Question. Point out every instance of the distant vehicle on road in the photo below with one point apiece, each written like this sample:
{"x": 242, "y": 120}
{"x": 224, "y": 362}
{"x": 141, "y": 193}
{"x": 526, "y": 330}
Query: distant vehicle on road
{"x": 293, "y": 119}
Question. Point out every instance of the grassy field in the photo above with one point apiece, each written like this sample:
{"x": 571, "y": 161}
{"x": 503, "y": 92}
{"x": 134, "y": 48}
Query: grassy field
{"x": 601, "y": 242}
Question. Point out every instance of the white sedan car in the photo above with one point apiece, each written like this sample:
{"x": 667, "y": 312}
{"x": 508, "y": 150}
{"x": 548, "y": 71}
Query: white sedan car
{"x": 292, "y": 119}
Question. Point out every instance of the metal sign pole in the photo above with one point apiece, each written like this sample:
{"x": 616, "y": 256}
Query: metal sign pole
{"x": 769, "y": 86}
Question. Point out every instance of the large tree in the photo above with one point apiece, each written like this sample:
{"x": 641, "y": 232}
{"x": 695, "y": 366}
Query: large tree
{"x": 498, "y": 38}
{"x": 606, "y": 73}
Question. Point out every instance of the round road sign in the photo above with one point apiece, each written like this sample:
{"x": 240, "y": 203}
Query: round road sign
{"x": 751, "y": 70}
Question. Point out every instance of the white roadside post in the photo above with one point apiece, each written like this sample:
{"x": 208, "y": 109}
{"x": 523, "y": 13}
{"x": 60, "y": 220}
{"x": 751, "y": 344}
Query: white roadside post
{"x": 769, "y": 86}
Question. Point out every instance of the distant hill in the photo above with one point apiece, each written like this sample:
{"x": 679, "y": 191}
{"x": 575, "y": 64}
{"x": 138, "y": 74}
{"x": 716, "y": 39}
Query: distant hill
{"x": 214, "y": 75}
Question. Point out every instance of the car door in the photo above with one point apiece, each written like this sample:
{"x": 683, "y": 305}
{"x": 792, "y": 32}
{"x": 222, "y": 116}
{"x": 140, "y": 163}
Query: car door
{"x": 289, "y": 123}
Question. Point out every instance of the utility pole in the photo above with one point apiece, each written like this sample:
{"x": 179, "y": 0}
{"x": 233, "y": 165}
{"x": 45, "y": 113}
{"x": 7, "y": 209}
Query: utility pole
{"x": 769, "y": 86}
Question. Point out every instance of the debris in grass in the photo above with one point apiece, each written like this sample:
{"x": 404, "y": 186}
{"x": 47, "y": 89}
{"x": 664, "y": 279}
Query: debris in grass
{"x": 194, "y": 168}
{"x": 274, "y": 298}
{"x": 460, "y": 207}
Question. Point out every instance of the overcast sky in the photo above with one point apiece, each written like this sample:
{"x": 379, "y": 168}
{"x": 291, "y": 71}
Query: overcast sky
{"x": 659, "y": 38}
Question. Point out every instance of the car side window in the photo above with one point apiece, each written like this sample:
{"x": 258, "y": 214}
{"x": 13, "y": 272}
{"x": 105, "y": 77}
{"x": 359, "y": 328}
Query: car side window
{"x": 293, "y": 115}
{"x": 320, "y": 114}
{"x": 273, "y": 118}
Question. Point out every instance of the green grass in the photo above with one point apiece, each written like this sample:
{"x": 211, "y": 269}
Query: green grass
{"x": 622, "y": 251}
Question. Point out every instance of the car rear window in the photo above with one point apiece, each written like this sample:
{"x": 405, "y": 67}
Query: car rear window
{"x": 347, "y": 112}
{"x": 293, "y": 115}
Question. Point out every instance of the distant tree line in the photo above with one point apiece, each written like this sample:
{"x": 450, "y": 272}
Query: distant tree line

**GIVEN INSTRUCTION:**
Each record should come back exactly as written.

**TASK RESULT:**
Question. Point out every instance of the distant vehicle on road in the photo below with one point apiece, each written like this sample:
{"x": 242, "y": 120}
{"x": 224, "y": 362}
{"x": 141, "y": 193}
{"x": 526, "y": 330}
Query: distant vehicle on road
{"x": 293, "y": 119}
Question. Point out every instance of the grassy field in the photo above with one point apiece, each written like this sample:
{"x": 571, "y": 161}
{"x": 503, "y": 92}
{"x": 134, "y": 48}
Query: grassy field
{"x": 601, "y": 242}
Question. Point out every instance of the white sedan car in the photo above with one point apiece, each written like this sample:
{"x": 667, "y": 312}
{"x": 508, "y": 150}
{"x": 548, "y": 71}
Query: white sedan car
{"x": 292, "y": 119}
Question. Point out every instance of the metal sign pole in the photo above with one point apiece, each written like this sample:
{"x": 616, "y": 256}
Query: metal sign pole
{"x": 769, "y": 86}
Question. Point out every instance of the large tree in the photo above with one point apiece, each written like this sample:
{"x": 641, "y": 232}
{"x": 695, "y": 366}
Query: large tree
{"x": 498, "y": 38}
{"x": 606, "y": 73}
Question. Point out every instance of the round road sign in the photo above with one point apiece, each written like this sample:
{"x": 240, "y": 203}
Query: round road sign
{"x": 751, "y": 70}
Question. Point out every instance of the white roadside post in the photo above with one point apiece, each written like this sample:
{"x": 208, "y": 109}
{"x": 523, "y": 13}
{"x": 60, "y": 220}
{"x": 751, "y": 344}
Query: white roadside post
{"x": 769, "y": 86}
Question. Point out every instance of the distant hill in the photo above with one point apiece, each written like this sample:
{"x": 679, "y": 191}
{"x": 575, "y": 64}
{"x": 138, "y": 74}
{"x": 716, "y": 39}
Query: distant hill
{"x": 214, "y": 75}
Question. Point out every instance of the car door in the photo above with one point apiece, each written like this sample:
{"x": 683, "y": 305}
{"x": 792, "y": 32}
{"x": 222, "y": 116}
{"x": 140, "y": 163}
Query: car door
{"x": 289, "y": 123}
Question. Point out every instance of the utility pole in the photo above with one point apiece, each written like this sample:
{"x": 179, "y": 0}
{"x": 233, "y": 165}
{"x": 45, "y": 113}
{"x": 7, "y": 209}
Query: utility pole
{"x": 769, "y": 86}
Question. Point out every instance of the debris in grass in the photo above with one point apiece, each written like this sample:
{"x": 404, "y": 186}
{"x": 47, "y": 89}
{"x": 664, "y": 279}
Query: debris in grass
{"x": 194, "y": 168}
{"x": 274, "y": 298}
{"x": 460, "y": 207}
Question. Point out every instance of the overcast sky in the photo above with one point apiece, each written like this sample:
{"x": 379, "y": 168}
{"x": 291, "y": 71}
Query: overcast sky
{"x": 659, "y": 38}
Question. Point out every instance of the car side window in the photo above with one point apiece, each written like this sample:
{"x": 258, "y": 214}
{"x": 13, "y": 272}
{"x": 105, "y": 77}
{"x": 359, "y": 328}
Query: car side window
{"x": 293, "y": 115}
{"x": 320, "y": 114}
{"x": 273, "y": 118}
Question. Point out every instance of the green grass in the photo above with one point apiece, each written like this sample:
{"x": 211, "y": 269}
Query: green grass
{"x": 622, "y": 251}
Question. Point out every instance of the car rear window in the photo above with one point apiece, each written like this sample:
{"x": 405, "y": 67}
Query: car rear window
{"x": 347, "y": 112}
{"x": 293, "y": 115}
Question. Point out every instance of the distant tree line in the photo above with one point apiece, each written like this sample:
{"x": 450, "y": 272}
Query: distant tree line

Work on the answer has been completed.